(Referring expression data)

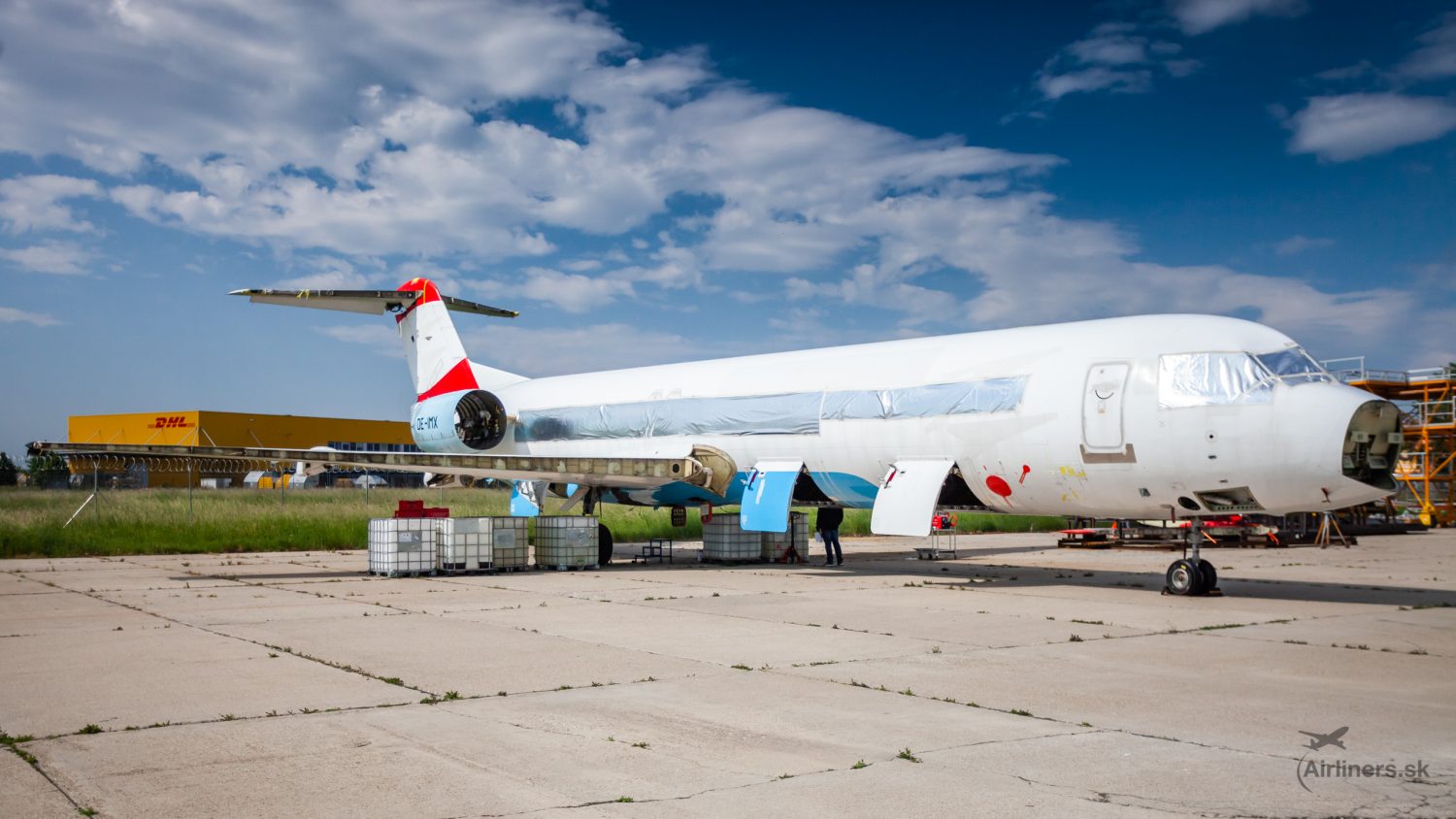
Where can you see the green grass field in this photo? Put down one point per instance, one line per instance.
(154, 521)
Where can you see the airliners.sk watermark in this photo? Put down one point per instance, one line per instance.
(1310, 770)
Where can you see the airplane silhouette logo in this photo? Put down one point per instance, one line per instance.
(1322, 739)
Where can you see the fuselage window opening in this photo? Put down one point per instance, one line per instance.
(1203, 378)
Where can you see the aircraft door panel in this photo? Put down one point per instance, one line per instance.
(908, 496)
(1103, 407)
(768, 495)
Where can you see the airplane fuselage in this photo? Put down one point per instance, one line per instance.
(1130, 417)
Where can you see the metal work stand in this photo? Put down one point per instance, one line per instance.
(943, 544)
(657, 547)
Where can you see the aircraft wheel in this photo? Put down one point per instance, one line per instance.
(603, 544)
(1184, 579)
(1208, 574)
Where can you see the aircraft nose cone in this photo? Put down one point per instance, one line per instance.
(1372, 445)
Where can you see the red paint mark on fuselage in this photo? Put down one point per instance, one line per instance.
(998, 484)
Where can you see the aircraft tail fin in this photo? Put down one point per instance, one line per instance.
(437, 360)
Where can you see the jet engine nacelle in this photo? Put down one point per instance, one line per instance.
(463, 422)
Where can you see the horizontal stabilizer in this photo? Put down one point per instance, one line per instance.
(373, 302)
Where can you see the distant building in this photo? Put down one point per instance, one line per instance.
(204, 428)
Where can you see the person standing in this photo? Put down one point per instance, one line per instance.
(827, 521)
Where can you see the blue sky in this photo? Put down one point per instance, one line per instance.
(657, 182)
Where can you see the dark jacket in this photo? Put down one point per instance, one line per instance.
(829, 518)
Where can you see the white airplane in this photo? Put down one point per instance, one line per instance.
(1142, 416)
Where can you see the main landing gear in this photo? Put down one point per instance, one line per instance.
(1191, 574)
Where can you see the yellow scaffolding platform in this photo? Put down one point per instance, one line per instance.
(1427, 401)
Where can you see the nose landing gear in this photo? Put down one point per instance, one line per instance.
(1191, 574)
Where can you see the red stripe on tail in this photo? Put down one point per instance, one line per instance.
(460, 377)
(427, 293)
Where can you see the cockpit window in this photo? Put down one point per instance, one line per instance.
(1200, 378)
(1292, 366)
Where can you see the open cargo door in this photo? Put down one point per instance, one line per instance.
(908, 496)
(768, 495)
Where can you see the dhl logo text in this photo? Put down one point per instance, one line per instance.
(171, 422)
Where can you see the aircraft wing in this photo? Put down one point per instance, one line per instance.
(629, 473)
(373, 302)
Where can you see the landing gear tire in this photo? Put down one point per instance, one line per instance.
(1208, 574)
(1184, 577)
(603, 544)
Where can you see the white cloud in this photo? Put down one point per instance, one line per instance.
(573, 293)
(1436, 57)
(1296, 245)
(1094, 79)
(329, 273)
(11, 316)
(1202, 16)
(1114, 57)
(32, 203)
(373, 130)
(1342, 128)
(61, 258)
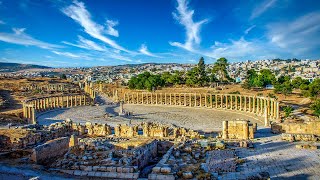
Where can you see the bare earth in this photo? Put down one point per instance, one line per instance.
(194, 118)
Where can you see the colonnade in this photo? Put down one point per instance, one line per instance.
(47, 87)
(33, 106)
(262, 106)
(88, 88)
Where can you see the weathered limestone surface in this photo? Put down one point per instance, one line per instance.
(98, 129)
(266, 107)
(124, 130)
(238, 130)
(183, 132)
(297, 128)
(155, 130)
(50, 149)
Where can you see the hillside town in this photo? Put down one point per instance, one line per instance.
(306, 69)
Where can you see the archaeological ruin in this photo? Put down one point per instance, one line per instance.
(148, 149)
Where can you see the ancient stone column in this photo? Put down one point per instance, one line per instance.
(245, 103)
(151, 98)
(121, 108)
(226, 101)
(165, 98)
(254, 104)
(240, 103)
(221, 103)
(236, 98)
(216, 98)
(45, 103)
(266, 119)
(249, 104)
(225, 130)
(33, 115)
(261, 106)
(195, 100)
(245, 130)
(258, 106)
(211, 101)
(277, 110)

* _REQUIRED WORK_: Once the pictures are dropped, repeat the data above exactly.

* _ANSWER TO THE EXERCISE_:
Where can you see the green grass field in this photo? Put down one point per instance, one line per instance.
(154, 521)
Where can you see the airliners.sk watermark in this photo? Put down one point per instance, one line per instance.
(1310, 770)
Where can you see the airplane silhouette logo in this photo? Put down one point per instance, one line per instance.
(1322, 739)
Where can you see the fuselage window opening in this photo? Put down one point per instance, one line per instance.
(1203, 378)
Where can you see the aircraft door panel in this photo? Put down one point per instance, one line per instance.
(908, 496)
(1103, 407)
(768, 495)
Where can you see the airplane fuselage in this photo? Put down one point per instance, one line per instance.
(1130, 417)
Where can you see the metal work stand in this photo? Put down one point per instance, one line per instance.
(943, 544)
(657, 547)
Where can you see the aircraft wheel in this photo? Put down one point per instance, one line per instance.
(603, 544)
(1184, 579)
(1208, 574)
Where can you see the aircraft nose cone in this photo? Put down one point per instance, one line per instance.
(1372, 445)
Where can you see the red paint mark on fuselage in this photo? Put down one point per instance, one line per instance.
(998, 484)
Where can you see the aircraft tail fin in this photo? Put down one point per instance, one line per instance.
(437, 360)
Where can you see the jet engine nacelle in this photo? Put down one point per instance, one line per instance.
(463, 422)
Where can you see the horizontal stabilizer in this photo? Put down one point per instance, one line per instance.
(373, 302)
Where can you see the distant building in this photo? Put down one point per instance, one line per instance.
(204, 428)
Where can you see the person standing in this photo? Put down one point per instance, one line per instance.
(827, 521)
Where can you see the blue sky in this photo? Put down one point per instance, one line per instance.
(657, 182)
Where can you see the dark jacket in this photo? Put down one point per instance, one line per instance.
(829, 518)
Where can you see the white airplane in this photo? Put down one point per instance, one line per instance.
(1142, 416)
Where can you see the main landing gear in this photo? Put down one point per instance, one line per instance.
(1191, 574)
Where can you see the yellow scaffolding platform in this photo? Put down one point per instance, one line per instance.
(1427, 401)
Where can you see the nose landing gear in this photo? Put down one point per instance, one line per instance.
(1191, 574)
Where can you see the red stripe on tail in this photo? Put down one point per instance, one line per instance.
(460, 377)
(427, 293)
Where can you see the cockpit window in this photo? Put down one point per instance, one line per instance.
(1200, 378)
(1292, 366)
Where can you see the open cargo door in this photo? Put down one point per instance, one line per instance.
(908, 496)
(768, 495)
Where can you see the dhl logo text in this photo? Put down one point per instance, one line per instance.
(171, 422)
Where can you see the aircraft wing in this photo? Put down one point per instance, one line per instance.
(629, 473)
(373, 302)
Where can you see the landing gear tire in this photo? Put down one point per instance, one line per instance.
(1208, 574)
(1184, 577)
(603, 544)
Where can you see the white cloud in this photo? Put down one point per instance, one line per instance.
(573, 293)
(1436, 57)
(1296, 245)
(1094, 79)
(329, 273)
(11, 316)
(1202, 16)
(1114, 57)
(32, 203)
(373, 130)
(1342, 128)
(61, 258)
Where can you see the bare earth in this photo? Put down one point per instance, one line per instance.
(194, 118)
Where can you see the colonnade in this photo? Put down one point per instance, one line per instance.
(47, 87)
(33, 106)
(262, 106)
(88, 88)
Where can you see the weathered limestone surface in this photo? Put down one point per instance, one line per instance.
(98, 129)
(266, 107)
(124, 130)
(238, 130)
(183, 132)
(297, 128)
(155, 130)
(50, 149)
Where can you see the hillside town in this photo? Put down one point per instance, one line per instance.
(306, 69)
Where can you see the archaeological ruin in this photo? Put down one point per instance, one line per instance.
(148, 149)
Where can you see the ancient stone column in this photo? Put down one point per instance, one line per instance.
(245, 103)
(151, 98)
(121, 108)
(226, 101)
(165, 98)
(254, 104)
(240, 103)
(221, 103)
(236, 98)
(216, 98)
(45, 103)
(266, 119)
(249, 104)
(225, 130)
(33, 115)
(261, 106)
(195, 100)
(245, 130)
(258, 106)
(211, 101)
(277, 110)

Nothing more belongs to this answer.